**Your goal**
Restate verbatim the span of lines below between the line with "column 780, row 789" and the line with "column 148, row 976", including those two lines, and only that span.

**Records shown**
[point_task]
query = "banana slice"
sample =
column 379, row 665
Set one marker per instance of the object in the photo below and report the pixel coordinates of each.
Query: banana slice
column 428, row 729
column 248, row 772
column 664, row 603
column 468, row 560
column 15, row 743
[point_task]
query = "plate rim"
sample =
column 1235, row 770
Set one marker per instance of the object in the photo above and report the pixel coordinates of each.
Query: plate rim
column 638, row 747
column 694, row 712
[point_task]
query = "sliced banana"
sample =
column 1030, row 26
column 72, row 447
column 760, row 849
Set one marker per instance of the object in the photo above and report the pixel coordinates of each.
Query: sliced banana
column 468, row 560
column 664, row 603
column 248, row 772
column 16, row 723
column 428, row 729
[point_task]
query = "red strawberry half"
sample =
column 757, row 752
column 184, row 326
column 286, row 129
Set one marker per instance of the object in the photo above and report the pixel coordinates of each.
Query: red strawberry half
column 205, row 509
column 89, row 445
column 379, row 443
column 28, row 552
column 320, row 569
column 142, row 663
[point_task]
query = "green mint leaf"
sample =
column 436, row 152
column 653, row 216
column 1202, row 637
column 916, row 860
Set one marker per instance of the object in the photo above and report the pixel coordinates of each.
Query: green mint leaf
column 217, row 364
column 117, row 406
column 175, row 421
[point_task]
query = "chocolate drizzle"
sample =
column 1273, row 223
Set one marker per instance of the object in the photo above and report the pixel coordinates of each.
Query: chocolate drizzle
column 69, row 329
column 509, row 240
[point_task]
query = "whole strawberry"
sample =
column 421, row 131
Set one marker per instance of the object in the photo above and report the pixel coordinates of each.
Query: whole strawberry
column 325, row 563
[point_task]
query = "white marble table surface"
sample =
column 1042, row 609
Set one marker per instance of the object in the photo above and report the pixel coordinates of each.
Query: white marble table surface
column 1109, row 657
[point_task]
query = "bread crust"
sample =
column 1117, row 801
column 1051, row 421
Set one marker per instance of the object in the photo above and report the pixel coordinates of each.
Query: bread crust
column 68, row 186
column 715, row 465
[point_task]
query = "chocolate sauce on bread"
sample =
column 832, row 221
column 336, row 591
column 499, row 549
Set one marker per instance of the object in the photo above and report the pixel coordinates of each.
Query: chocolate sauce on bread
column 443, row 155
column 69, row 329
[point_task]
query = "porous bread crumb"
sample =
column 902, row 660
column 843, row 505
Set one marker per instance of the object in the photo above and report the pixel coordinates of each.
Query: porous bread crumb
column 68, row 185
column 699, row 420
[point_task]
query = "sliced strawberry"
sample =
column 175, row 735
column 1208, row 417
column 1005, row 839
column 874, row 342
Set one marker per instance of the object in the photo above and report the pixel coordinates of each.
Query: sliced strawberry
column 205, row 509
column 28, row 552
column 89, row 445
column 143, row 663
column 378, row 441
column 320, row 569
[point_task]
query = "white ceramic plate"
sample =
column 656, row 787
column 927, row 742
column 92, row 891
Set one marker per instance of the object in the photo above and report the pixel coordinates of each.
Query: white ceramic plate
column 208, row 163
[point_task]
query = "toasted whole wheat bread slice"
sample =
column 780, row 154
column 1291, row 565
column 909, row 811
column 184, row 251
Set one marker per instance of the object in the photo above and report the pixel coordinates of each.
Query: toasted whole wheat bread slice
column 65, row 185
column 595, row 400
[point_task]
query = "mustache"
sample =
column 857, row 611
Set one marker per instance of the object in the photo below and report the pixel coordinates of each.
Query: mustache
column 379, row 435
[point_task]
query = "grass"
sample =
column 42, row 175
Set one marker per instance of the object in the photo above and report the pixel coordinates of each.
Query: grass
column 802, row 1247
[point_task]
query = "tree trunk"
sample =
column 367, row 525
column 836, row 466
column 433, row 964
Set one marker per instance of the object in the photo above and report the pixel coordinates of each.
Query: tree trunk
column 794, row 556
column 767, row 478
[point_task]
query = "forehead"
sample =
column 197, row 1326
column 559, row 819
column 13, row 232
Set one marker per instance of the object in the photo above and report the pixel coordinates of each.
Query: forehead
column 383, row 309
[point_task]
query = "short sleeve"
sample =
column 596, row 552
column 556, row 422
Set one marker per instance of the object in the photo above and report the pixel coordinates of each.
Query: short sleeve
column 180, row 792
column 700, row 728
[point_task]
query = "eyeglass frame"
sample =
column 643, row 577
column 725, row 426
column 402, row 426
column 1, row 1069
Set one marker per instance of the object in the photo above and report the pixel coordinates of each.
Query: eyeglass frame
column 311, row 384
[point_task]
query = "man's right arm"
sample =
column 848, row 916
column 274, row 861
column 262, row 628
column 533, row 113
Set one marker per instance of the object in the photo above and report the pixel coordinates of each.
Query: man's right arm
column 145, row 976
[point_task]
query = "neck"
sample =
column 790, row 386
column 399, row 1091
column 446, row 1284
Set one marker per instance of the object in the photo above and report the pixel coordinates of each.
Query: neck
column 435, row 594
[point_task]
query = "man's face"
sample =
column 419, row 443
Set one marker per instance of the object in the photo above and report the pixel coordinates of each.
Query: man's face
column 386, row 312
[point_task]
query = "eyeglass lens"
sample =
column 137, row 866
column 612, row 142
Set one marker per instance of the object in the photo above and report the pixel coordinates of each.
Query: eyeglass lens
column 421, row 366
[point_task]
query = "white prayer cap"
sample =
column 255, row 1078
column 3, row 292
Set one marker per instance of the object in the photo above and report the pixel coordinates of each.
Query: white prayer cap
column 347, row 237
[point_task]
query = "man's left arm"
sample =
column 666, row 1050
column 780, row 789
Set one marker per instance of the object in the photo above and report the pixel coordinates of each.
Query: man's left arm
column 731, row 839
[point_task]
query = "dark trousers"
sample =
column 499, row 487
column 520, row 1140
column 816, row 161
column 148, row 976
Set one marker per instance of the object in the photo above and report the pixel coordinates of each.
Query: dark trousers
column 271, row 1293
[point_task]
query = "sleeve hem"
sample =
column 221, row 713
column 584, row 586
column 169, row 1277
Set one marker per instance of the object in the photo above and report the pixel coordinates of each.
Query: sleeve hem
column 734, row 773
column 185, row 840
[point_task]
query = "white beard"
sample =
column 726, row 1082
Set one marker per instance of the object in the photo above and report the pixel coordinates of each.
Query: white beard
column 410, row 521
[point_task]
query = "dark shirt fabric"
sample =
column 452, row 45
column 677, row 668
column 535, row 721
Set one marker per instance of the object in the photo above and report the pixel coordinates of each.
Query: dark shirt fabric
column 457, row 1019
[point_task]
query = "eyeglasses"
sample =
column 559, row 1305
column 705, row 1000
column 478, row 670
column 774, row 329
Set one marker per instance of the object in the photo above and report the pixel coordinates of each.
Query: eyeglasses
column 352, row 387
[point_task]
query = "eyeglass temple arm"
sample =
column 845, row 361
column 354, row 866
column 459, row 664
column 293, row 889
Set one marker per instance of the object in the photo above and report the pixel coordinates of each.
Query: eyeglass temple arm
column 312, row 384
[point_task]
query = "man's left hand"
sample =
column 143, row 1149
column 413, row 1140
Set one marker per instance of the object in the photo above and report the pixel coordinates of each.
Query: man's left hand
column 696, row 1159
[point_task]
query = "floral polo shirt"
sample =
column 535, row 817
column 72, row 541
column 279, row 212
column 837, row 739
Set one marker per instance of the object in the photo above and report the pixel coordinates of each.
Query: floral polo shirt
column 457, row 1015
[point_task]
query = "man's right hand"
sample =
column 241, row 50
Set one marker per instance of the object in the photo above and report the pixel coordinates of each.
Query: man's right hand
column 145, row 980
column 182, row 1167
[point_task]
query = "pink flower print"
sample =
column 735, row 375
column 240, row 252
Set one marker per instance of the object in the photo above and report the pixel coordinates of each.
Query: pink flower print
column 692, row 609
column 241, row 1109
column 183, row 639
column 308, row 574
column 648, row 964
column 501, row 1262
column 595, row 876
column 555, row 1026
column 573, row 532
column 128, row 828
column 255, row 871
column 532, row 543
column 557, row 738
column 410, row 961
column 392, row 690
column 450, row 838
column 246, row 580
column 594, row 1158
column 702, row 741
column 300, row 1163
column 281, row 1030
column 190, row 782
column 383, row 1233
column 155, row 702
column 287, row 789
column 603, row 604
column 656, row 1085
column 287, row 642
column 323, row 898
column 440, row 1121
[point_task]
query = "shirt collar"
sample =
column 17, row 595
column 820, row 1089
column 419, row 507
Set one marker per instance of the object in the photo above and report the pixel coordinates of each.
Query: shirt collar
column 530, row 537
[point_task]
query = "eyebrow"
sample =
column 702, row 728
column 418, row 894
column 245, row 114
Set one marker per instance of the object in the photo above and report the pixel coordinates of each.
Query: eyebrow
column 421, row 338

**Response to this task**
column 780, row 789
Set one marker per instance of the object in the photo above and report the pixel coordinates of each.
Query: man's left arm
column 731, row 839
[point_task]
query = "dark trousers"
sample =
column 499, row 487
column 520, row 1140
column 816, row 161
column 148, row 976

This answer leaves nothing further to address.